BEGIN Given passage
Overlooking women farmers’ needs within agricultural policy and finance in the face of worsening climate crises has caused humanitarian hunger crises for which the international community provides little support. While women farmers of the global South are battling the very real and quickly escalating effects of climate change, the global North is locked in an ideological and often existential battle over whether or not anthropogenic climate change is even real. The lived experience of women farmers and their struggle to adapt is unfolding at the intersection of science, policy, and capital. Scientists seek to understand and address climate change, while corporations seek protection for their investments in fossil-fuel powered production and infrastructure. Policymakers, caught in this stalemate between climate science and corporate lobbying, seek to respond by managing emissions reduction and building adaptation capacity, while also maintaining economic growth. In the meantime, women try to feed their children.

Climate justice, which is desperately needed in sub-Saharan Africa, depends not only on acceptance of climate change, but translation of this acceptance into action. Against this background, the policy stalemate can only be overcome by supplementing science with non-expert voices through the process of indeterminacy: that is, policymakers must consider both climate science and evidence from lived experience. Africa generates a meagre 3.7% of global fossil-fuel emissions yet suffers a higher proportion of impacts than other continents. It is irresponsible for governments in the global North to deny climate change rather than taking responsibility for practices that globally benefit the North at the expense of the South. The public in the global North needs a better understanding of climate science to call for government and policy action on climate threats now evident in wildfires and floods.

A women’s discussion group. By working as collectives, women often succeed where men’s groups have failed.
END Given passage
BEGIN Records shown
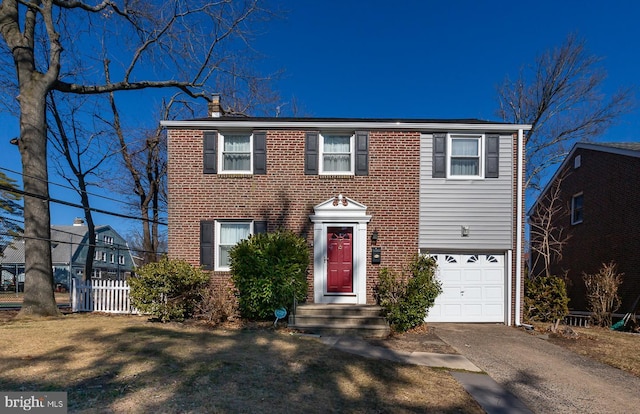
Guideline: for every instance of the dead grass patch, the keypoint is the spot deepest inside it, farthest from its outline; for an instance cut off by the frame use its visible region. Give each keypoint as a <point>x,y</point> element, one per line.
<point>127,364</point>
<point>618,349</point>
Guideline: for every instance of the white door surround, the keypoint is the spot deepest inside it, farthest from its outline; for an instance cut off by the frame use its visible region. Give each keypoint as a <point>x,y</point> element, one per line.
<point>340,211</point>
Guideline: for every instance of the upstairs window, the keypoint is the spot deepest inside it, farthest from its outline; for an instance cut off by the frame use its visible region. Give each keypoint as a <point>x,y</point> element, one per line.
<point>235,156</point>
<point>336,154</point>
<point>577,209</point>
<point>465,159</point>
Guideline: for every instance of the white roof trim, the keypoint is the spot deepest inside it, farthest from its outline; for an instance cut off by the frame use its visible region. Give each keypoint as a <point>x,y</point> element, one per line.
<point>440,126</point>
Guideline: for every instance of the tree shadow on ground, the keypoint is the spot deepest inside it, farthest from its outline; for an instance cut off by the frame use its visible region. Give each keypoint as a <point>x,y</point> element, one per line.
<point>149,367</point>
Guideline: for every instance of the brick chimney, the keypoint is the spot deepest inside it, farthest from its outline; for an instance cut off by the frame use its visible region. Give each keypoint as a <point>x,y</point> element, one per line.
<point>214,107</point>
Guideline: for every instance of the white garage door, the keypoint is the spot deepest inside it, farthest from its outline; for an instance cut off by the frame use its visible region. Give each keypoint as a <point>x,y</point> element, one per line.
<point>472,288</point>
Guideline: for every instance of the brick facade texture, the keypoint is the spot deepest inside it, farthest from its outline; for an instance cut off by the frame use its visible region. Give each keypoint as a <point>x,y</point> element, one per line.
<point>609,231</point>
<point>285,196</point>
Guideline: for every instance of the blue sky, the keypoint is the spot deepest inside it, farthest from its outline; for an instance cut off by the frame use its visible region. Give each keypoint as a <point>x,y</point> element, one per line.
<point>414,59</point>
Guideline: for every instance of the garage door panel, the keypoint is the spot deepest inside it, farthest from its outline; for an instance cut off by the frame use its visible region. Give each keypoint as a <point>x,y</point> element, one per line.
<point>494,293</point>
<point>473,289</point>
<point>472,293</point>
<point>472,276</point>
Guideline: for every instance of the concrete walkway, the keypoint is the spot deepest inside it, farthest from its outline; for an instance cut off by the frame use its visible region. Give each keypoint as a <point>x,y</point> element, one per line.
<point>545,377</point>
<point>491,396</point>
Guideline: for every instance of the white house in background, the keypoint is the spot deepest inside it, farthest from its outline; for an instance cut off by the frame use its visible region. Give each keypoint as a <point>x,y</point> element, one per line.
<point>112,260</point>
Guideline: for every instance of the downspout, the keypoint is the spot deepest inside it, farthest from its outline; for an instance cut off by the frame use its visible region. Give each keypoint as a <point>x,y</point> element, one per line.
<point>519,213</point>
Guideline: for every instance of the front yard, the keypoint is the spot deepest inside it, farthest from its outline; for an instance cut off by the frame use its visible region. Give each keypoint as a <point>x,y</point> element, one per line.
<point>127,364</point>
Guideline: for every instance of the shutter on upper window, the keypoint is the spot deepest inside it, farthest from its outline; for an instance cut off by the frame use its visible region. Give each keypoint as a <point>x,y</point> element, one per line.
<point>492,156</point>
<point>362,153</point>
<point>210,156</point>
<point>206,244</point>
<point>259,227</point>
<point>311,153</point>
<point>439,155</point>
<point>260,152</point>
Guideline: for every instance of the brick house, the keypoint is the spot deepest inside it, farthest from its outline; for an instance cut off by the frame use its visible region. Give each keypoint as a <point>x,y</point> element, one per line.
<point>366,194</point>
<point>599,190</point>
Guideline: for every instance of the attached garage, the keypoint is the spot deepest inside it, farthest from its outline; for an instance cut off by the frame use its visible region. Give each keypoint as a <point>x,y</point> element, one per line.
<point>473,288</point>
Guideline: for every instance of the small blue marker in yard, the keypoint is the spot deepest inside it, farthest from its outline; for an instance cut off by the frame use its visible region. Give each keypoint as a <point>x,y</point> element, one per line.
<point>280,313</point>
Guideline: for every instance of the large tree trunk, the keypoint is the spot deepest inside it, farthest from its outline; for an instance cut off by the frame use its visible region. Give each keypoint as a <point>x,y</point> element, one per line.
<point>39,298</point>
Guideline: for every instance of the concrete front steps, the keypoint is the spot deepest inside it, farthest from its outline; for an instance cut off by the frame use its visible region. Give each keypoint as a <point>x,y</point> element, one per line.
END Records shown
Problems to solve —
[A] In the passage on women farmers and climate change, list each group that the text says "seek" something, with what each one seeks.
[B] Proceed with the passage on women farmers and climate change, starting after its final sentence.
The rows above are independent material, unrelated to the passage on women farmers and climate change.

Exercise answers —
[A]
- Scientists: to understand and address climate change.
- Corporations: protection for their investments in fossil-fuel powered production and infrastructure.
- Policymakers: to respond by managing emissions reduction and building adaptation capacity, while also maintaining economic growth.

[B]
Gender inequity in Ghana

The West African nation of Ghana offers a case in point, and has been a focus of the research conducted by Dr Glazebrook and her collaborators. Dr Glazebrook has spent more than a decade talking to stakeholders in Ghana, from national and regional government departments and policymakers, to interviews and focus groups with women farmers, to performing surveys of rural areas. A little over half of the Ghanaian workforce are farmers, and together they produce 90% of the food consumed in the country. Of 58,000 km2 of cultivated land (a little under a quarter of the country), just 2% is irrigated; as such, famers typically rely on a single annual growing season fit around the seasonal rains. Women represent 39% of the farmers but provide in different regions of Ghana somewhere between 55% and 87% of the food. Lack of clarity over this number is symbolic of the invisibility of subsistence economics (typically the realm of women) in a reporting system focused on market-based indicators.

“Failure to prioritise women farmers’ needs in international finance mechanisms is exacerbating humanitarian hunger crises already well underway.”

When Ghana submitted its 2003 Poverty Reduction Strategy to the International Monetary Fund (IMF), the gender equity focus was based on substantial engagement with women farmers. The IMF rejected its ‘narrow’ neglect of market factors. With the threat of losing World Bank support, which is contingent on gaining IMF approval, the revised submission addressed gender primarily in terms of education. While this approach has certainly led to increases in women’s education, most of these young women seek employment, not farm work. This has left an ageing, economically invisible cohort of women farmers, who still lack access to finance, technology, and control over land tenure. The result: today approximately 1.2 million Ghanaians suffer food insecurity and many trained in business remain unemployed.

Overview of a village.

Governance and corporate policy change

Without effective interventions to address the roots of gender inequality, women farmers’ situations are unlikely to improve. Around the world, effective examples of change are almost exclusively the result of grassroots and community driven initiatives; in particular, by working as collectives, women often succeed where men’s groups have failed. To have a true impact, these successes need to be repeated at scale. It is within the power of international policy, aid, and finance systems to request that nation-states improve women farmers’ access to productivity-increasing resources, including credit, finance, and land tenure. A sustainable future demands governance and corporate policy changes aimed at creating a new global paradigm that values women’s food-security labour.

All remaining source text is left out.